> [Exercise set]:
A) List every whisky bottling named in the forum thread on the Lagavulin Distillers Edition.
B) Reproduce the part of the forum thread on the Lagavulin Distillers Edition that opens with the words containing "Good news for" and closes with "Oloroso Sherry cask.".

> [Selected passage]:
# Lagavulin Distillers Editions Now Available in the US!



## adsantos13 (Oct 10, 2006)

Good news for Lagavulin lovers! The Lagavulin Distillers Edition, once only available in Europe and European Duty Free, is now available in the US. The MSRP is $99. 

I tasted a bit of the Lagavulin Distillers Edition a couple years ago and remember it being very, very nice. It is finished in a Pedro Jimenez Oloroso Sherry cask. 

I picked up my bottle the other day but need to finish off a couple other open bottles before cracking this one. I will put up a review when I do (its been too long since I've had my one taste to really say much other than I remember liking it alot).

PS- In addition to the Lagavulin Dist. Ed., Diageo has also released made available the Oban Distillers Edition, as well as a limited edition Lagavulin 21 :dr!!! At $299 though, the 21 ain't cheap. However, it has been getting FANTASTIC reviews. It sold out pretty much everywhere in NY as soon as it came out and is already back ordered. Would love to grab a bottle if its still around in a couple months...


----------



## olnumber7 (Apr 19, 2004)

I run a wine/whisky shop in DC. I have the lagavulin dist at a less expensive price than the one you list and am expecting the Lagavulin 21 as well as the new Banff and Port Ellen in sometime in the next week or so. Please PM me or emial me if you're interested.

> [Information provided]:

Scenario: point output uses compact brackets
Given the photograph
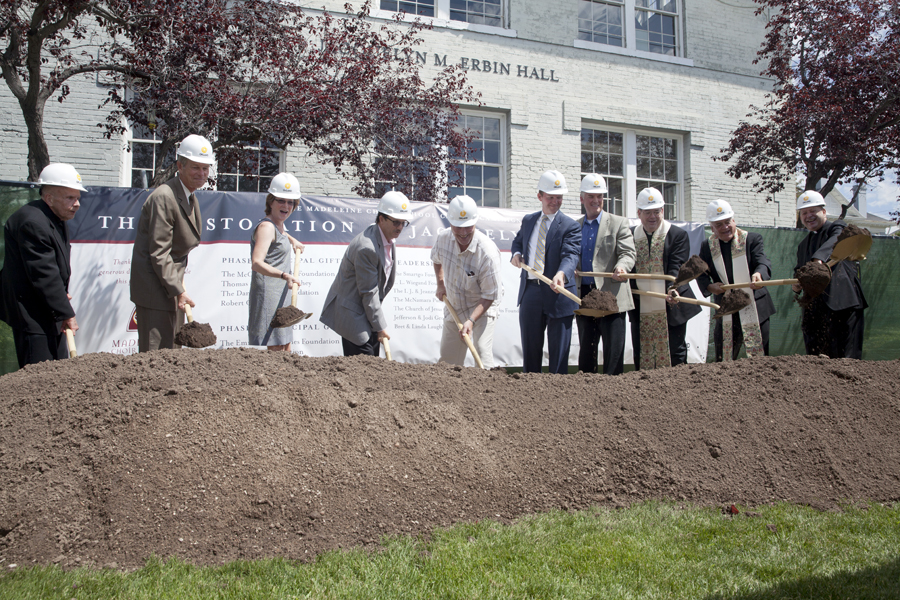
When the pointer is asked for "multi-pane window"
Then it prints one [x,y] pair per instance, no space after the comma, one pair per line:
[654,24]
[603,152]
[146,157]
[602,22]
[644,25]
[480,178]
[657,166]
[631,161]
[251,170]
[478,12]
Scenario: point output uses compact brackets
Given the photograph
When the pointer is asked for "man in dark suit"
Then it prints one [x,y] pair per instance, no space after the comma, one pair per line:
[736,256]
[353,305]
[169,228]
[833,322]
[659,327]
[549,242]
[34,282]
[607,246]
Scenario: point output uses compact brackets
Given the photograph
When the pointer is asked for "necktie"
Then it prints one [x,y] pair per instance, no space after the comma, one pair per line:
[541,250]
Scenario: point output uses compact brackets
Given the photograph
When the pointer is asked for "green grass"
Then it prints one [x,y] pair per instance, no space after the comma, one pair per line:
[651,550]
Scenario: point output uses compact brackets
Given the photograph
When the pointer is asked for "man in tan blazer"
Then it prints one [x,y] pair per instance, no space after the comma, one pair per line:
[607,246]
[169,228]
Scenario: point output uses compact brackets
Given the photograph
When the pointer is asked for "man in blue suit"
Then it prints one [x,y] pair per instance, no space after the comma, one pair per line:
[549,242]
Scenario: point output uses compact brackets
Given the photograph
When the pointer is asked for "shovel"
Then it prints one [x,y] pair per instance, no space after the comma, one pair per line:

> [In response]:
A)
- Lagavulin Distillers Edition
- Oban Distillers Edition
- Lagavulin 21
- Banff
- Port Ellen

B)
Good news for Lagavulin lovers! The Lagavulin Distillers Edition, once only available in Europe and European Duty Free, is now available in the US. The MSRP is $99. 

I tasted a bit of the Lagavulin Distillers Edition a couple years ago and remember it being very, very nice. It is finished in a Pedro Jimenez Oloroso Sherry cask.